§ **Problem to work on**:
Reproduce everything from the start of the items down to the line containing "[[325, 185]]", swapping "gray" for "white" and leaving all else unchanged.

Coordinate labeling data
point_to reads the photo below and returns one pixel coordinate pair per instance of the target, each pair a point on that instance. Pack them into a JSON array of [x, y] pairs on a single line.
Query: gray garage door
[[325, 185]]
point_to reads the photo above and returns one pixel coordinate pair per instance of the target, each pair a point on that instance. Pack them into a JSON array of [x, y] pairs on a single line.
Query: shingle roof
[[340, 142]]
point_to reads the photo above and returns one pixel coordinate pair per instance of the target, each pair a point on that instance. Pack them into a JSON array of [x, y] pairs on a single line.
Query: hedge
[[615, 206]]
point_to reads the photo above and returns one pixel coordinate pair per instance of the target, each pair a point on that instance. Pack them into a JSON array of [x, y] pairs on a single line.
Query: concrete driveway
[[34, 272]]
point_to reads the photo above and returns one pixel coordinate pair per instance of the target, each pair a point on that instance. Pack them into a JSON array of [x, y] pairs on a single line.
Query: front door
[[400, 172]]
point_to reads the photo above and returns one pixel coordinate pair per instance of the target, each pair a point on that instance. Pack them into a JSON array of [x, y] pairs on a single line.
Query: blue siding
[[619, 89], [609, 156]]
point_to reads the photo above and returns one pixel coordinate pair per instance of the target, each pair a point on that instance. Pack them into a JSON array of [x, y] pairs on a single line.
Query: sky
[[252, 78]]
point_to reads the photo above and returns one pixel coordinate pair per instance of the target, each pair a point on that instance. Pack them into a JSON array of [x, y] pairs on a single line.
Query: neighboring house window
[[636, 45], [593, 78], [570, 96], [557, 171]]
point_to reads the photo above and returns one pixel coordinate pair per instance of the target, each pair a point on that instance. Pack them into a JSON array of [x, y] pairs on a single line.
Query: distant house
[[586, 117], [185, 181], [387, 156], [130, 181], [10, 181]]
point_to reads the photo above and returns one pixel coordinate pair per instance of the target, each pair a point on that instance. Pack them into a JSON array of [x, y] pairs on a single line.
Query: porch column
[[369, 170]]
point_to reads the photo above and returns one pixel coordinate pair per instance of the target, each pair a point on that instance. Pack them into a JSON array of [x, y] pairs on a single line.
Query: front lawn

§ **Output below**:
point_to reads the photo below and returns one pixel coordinate pair per instance of the target, each pair a point on that instance. Pack them into a JSON array of [x, y] pairs on a single line.
Query: white garage door
[[325, 185]]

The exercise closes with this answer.